**Stated problem**
Return the lines below unchanged, only the part that opens with the line containing "Can you see the baby's arm?" and closes with the line containing "[[529, 926]]", with both of those lines included.

Dataset entries:
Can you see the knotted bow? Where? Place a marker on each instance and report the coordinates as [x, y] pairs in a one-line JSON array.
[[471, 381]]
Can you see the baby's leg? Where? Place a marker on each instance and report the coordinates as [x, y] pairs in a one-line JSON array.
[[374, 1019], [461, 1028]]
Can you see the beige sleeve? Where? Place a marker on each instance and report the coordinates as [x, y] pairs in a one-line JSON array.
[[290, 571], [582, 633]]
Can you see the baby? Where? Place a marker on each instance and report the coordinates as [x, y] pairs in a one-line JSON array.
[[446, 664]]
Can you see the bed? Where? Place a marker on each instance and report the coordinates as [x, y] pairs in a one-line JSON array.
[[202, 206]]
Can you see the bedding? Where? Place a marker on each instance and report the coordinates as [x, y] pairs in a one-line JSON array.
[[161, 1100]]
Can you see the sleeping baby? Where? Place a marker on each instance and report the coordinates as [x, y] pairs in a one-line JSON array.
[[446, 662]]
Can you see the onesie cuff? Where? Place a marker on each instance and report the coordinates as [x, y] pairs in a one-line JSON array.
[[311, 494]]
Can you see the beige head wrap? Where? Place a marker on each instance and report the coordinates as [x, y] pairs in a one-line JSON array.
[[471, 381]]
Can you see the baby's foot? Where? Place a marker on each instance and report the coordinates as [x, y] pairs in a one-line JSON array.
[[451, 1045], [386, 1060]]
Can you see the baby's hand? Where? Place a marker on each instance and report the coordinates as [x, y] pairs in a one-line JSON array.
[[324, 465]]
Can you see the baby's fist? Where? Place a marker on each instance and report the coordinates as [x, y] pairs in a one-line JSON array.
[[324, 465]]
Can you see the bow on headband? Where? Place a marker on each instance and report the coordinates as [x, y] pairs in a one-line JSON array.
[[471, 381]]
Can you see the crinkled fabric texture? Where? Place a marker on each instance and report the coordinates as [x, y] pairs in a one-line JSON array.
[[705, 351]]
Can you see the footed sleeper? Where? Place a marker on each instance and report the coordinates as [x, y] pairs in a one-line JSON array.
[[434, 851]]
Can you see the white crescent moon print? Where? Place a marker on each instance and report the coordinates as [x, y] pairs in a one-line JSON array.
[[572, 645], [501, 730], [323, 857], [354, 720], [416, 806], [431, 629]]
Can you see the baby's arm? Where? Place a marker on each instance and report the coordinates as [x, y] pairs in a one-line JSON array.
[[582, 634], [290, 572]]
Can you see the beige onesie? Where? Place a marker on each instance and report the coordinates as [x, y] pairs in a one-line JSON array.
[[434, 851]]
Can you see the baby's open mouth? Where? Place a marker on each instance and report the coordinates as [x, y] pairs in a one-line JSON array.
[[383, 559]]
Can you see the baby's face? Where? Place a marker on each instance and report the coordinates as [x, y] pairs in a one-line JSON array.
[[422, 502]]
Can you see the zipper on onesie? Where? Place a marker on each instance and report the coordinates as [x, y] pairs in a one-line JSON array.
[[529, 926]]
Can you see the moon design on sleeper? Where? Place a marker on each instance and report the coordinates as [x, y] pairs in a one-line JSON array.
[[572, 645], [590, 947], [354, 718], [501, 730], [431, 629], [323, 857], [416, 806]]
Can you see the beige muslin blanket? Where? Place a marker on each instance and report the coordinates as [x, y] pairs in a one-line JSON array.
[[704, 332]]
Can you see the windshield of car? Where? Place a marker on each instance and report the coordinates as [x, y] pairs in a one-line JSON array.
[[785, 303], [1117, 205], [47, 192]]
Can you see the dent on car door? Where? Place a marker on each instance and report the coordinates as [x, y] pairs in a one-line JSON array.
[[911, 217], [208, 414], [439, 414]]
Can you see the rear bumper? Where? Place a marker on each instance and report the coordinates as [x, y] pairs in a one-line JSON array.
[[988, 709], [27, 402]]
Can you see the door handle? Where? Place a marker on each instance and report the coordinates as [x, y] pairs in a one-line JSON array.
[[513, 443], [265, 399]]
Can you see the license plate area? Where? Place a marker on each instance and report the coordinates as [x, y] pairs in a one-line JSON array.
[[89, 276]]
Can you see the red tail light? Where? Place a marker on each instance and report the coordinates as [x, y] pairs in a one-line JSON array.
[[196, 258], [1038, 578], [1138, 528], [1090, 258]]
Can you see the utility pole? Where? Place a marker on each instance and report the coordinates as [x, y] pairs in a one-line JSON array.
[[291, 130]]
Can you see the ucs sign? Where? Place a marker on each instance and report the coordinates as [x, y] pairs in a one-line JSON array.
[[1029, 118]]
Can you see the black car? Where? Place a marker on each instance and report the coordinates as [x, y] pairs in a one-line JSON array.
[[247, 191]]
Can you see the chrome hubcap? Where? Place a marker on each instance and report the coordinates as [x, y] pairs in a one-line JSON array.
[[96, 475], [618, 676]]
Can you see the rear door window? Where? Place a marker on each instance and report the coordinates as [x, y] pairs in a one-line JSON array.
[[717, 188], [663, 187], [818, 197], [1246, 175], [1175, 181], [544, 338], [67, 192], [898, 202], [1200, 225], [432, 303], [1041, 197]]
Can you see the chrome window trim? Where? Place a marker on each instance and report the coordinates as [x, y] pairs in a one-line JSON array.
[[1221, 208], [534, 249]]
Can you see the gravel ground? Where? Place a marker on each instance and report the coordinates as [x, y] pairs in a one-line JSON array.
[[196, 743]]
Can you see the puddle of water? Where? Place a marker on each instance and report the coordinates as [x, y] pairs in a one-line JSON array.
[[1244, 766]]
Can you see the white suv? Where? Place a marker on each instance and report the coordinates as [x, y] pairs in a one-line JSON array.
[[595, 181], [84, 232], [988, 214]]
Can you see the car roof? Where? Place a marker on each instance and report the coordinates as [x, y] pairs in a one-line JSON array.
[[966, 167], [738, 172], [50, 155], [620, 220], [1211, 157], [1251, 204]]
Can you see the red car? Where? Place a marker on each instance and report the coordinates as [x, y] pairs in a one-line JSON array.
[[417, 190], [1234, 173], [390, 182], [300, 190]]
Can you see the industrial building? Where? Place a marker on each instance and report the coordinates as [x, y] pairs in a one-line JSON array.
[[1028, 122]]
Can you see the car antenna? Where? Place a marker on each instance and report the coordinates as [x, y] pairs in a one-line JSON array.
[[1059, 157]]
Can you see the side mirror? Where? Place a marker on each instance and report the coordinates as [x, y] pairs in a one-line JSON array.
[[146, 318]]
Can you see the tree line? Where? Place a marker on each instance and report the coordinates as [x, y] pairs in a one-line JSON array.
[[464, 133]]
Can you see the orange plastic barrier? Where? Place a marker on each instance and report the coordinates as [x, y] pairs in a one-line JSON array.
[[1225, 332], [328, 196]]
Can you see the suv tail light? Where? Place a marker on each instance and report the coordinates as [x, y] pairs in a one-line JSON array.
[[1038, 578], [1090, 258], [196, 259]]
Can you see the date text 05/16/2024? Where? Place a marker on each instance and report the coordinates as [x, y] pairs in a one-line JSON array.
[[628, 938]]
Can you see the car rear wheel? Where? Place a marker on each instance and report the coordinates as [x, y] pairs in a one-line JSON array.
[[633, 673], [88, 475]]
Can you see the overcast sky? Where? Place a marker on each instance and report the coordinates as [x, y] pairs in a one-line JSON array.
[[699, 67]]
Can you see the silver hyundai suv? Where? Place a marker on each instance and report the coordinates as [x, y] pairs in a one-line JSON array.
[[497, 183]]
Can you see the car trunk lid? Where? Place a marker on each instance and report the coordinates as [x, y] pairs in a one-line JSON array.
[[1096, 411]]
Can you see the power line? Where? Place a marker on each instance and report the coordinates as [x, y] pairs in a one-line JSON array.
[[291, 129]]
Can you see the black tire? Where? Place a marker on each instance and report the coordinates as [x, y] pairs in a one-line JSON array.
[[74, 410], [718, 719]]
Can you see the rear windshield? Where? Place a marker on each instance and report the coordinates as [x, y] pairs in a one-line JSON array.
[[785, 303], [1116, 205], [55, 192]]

**Correct answer**
Can you see the baby's arm? Where? Place a marker on each instance and report the coordinates as [x, y] pairs in a one-line JSON array.
[[582, 634], [290, 572]]
Can you see the beige onesie? Where? Place a marker on each instance and report the coordinates as [x, y] pairs in a one-line JSON array.
[[434, 851]]
Can you see the baby's open mouth? Where? Place a marker on each instance and report the coordinates as [x, y] pairs in a one-line JSON array.
[[383, 559]]
Can you see the baby's face? Where? Place a marker on each instance and report the coordinates as [x, y] pairs in a one-line JSON array.
[[422, 502]]
Can you see the zipper on onesie? Where? Place a marker on each instance and report the coordinates as [x, y] pairs in a one-line JSON array.
[[529, 926]]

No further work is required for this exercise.